— Start of PROVIDED MATERIAL —

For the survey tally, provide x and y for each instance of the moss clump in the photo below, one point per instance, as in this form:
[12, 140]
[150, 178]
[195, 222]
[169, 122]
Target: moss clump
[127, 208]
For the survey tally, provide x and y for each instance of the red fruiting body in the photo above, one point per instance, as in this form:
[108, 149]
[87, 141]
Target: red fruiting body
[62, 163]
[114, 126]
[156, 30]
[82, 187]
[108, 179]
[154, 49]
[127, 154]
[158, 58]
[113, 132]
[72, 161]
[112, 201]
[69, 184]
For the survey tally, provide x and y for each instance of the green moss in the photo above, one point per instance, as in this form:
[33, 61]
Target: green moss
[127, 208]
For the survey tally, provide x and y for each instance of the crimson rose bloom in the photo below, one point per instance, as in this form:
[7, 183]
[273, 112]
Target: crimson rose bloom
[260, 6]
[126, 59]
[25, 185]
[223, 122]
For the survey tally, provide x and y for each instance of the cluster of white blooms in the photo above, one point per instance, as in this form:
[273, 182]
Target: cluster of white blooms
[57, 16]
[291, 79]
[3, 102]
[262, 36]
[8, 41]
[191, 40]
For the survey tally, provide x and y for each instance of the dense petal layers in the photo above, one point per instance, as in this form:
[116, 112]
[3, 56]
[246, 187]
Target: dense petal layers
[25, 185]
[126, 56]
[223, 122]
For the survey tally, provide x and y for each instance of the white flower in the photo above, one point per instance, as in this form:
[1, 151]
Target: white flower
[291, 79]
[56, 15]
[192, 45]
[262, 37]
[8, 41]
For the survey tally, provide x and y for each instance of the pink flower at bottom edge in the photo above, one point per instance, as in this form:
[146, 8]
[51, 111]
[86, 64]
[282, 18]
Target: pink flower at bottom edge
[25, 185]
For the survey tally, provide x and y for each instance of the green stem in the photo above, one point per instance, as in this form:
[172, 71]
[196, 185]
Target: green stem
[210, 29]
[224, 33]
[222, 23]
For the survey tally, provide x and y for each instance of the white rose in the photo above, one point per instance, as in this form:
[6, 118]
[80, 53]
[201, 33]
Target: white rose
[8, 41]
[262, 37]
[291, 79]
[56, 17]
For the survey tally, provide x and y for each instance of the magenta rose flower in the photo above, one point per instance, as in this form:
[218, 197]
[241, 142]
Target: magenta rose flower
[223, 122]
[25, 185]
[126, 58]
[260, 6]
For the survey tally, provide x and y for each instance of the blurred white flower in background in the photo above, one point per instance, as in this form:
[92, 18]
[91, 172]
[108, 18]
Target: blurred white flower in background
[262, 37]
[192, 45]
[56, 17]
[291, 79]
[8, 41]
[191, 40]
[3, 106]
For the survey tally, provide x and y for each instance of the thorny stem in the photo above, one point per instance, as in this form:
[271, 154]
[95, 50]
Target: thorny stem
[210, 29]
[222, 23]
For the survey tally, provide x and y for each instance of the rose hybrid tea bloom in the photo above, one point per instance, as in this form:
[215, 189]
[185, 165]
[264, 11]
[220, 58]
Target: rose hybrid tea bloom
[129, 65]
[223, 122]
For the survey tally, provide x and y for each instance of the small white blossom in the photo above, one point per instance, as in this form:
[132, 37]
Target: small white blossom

— End of PROVIDED MATERIAL —

# WHAT YOU HAVE TO DO
Copy all of the records above word for word, keeping every line as it is.

# FINISHED TASK
For the survey tally, provide x and y for each instance of the moss clump in the photo below, one point per instance, as in this form:
[12, 140]
[150, 178]
[195, 222]
[169, 122]
Target: moss clump
[127, 208]
For the survey tally, provide x and y for each instance of the red fruiting body in the photo above, one point per instance, as in this form:
[108, 149]
[87, 141]
Target: red fruiting body
[62, 163]
[114, 126]
[156, 30]
[82, 187]
[108, 179]
[154, 49]
[127, 154]
[158, 58]
[113, 132]
[72, 161]
[112, 201]
[69, 184]
For the survey tally, provide x and y for each instance of the green moss in the photo above, one point per instance, as in this form:
[33, 61]
Target: green moss
[127, 208]
For the survey tally, provide x and y for each instance of the crimson rose bloom in the photo below, one point per instance, as in this form:
[7, 183]
[273, 112]
Target: crimson rose bloom
[260, 6]
[126, 59]
[25, 185]
[223, 122]
For the survey tally, provide x and y for each instance of the cluster of white blooms in the photo above, one point per instance, as in this form:
[273, 182]
Target: cluster of white blooms
[57, 16]
[291, 79]
[3, 102]
[262, 36]
[8, 41]
[191, 40]
For the survey tally, provide x and y for each instance of the dense petal layers in the photo above, one point per instance, as in this form:
[116, 112]
[3, 56]
[246, 187]
Target: dense petal layers
[25, 185]
[126, 56]
[223, 122]
For the survey tally, provide x and y for each instance of the white flower in the photo above, one point per instance, as in this form:
[1, 151]
Target: white flower
[291, 79]
[56, 15]
[192, 45]
[262, 37]
[8, 41]
For the survey tally, provide x and y for each instance of the pink flower at bottom edge in the photo above, one point per instance, as in this form:
[146, 8]
[51, 111]
[86, 64]
[282, 18]
Target: pink flower at bottom edge
[25, 185]
For the survey tally, provide x and y for each instance of the green stem in the photo above, one point per instance, as in this form:
[172, 71]
[196, 185]
Target: green stem
[210, 29]
[224, 33]
[222, 23]
For the survey tally, provide x and y for each instance of the white rose in the photo above, one point per instance, as in this form:
[6, 118]
[80, 53]
[201, 33]
Target: white rose
[8, 41]
[262, 37]
[291, 79]
[56, 17]
For the survey tally, provide x and y for each instance of the magenta rose flower in the photo above, one point per instance, as in this form:
[218, 197]
[241, 142]
Target: magenta rose flower
[223, 122]
[25, 185]
[126, 58]
[260, 6]
For the survey tally, provide x and y for each instance of the blurred white flower in background in the photo above, one point per instance, as in this form:
[92, 18]
[91, 172]
[108, 18]
Target: blurred white flower in background
[262, 37]
[192, 45]
[56, 17]
[291, 79]
[8, 41]
[191, 40]
[3, 106]
For the survey tally, provide x and y for each instance of the thorny stem in the photo above, one point per instance, as in this form:
[271, 154]
[95, 50]
Target: thorny stem
[210, 29]
[222, 23]
For the survey tally, provide x and y for each instance of the rose hybrid tea bloom in the photo above, one point per instance, as in this form:
[215, 189]
[185, 165]
[264, 11]
[220, 58]
Target: rose hybrid tea bloom
[129, 65]
[223, 122]
For the survey tally, provide x and y for each instance of the small white blossom in the photo above, one point per instance, as in this form:
[132, 37]
Target: small white blossom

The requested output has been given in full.